_Passage provided_.
⟨
02. listopad 2010  

MichaelB Expanded on "Prite" on the CRITERIONFORUM blog

"OK, I've finally got round to exploring an Academia DVD in depth - Lev Kuleshov's Engineer Prite's Project (1918), the oldest of the initial batch of titles.

Although no masterpiece, the film itself is a fascinating slice of history - made when Kuleshov was just eighteen, it's one of the first films funded by the recently victorious Bolsheviks (which accounts for the aggressively anti-capitalist message, vaguely reminiscent of The Man in the White Suit in its tale of an engineer who devises a method of extracting electricity from peat, only to find himself undermined by American oil magnates seeking to protect their share price), but it also marks a clear link between the pre-revolutionary work of Yevgeny Bauer (Kuleshov's former boss) and what would eventually become Soviet montage (many of whose underlying theories would later be devised by Kuleshov). The montage here is far less flamboyant than what was to come, but there are already considerably more shots than would be the case with an equivalent American or earlier Russian film.
⟩
_Provided material_.
⟨
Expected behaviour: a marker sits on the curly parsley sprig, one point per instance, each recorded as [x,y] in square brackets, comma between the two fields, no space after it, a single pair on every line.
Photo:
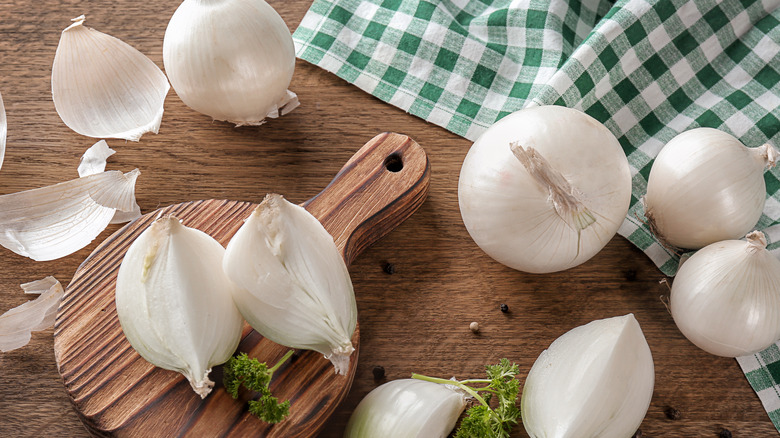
⟩
_Direction 1_.
In the review of Engineer Prite's Project, how old was Kuleshov when he made the film?
_Direction 2_.
Edit the review of Engineer Prite's Project: reproduce the part that begins at the words "MichaelB Expanded on" and stops after "batch of titles.", replacing "oldest" with "earliest".

_Exercise result 1_.
Eighteen.

_Exercise result 2_.
MichaelB Expanded on "Prite" on the CRITERIONFORUM blog

"OK, I've finally got round to exploring an Academia DVD in depth - Lev Kuleshov's Engineer Prite's Project (1918), the earliest of the initial batch of titles.